• Text excerpt:
Egham, UK, December 7, 2006 — Gartner Inc. today unveiled a preview of its annual ‘CIO New Year Resolutions’, advising CIOs what to ‘start, do more of, stop as well as learn’ in 2007. The Gartner resolutions are designed to help CIOs create more value for their business and differentiate their own performance from that of their peers.

“2007 will see mounting demand for business growth and agility, rapid development of consumer technology and increasing availability of new infrastructure tools, at the same time as the evolution of the IT organisation continues to pick up pace,” said John Mahoney, vice president and distinguished analyst at Gartner. “This will require CIOs to have a fairly ambitious list of ‘new year resolutions’ for 2007, in addition to the big main agenda projects that other people depend on them to deliver in a timely way.”

Mark Raskino, vice president and Gartner fellow added, “2007 will bring some genuinely new puzzles that CIOs must solve for themselves or risk ‘following the rest of the herd over the cliff’.”

• Collected material:
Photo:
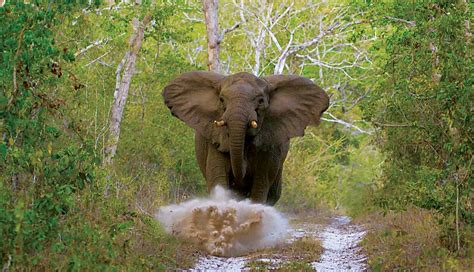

• What to do:
#1 What is John Mahoney's title at Gartner, according to the press release?
#2 Please restate the press release from "Egham, UK, December" to "of their peers.", substituting "competitors" for "peers".

• The responses:
#1 Vice president and distinguished analyst.

#2
Egham, UK, December 7, 2006 — Gartner Inc. today unveiled a preview of its annual ‘CIO New Year Resolutions’, advising CIOs what to ‘start, do more of, stop as well as learn’ in 2007. The Gartner resolutions are designed to help CIOs create more value for their business and differentiate their own performance from that of their competitors.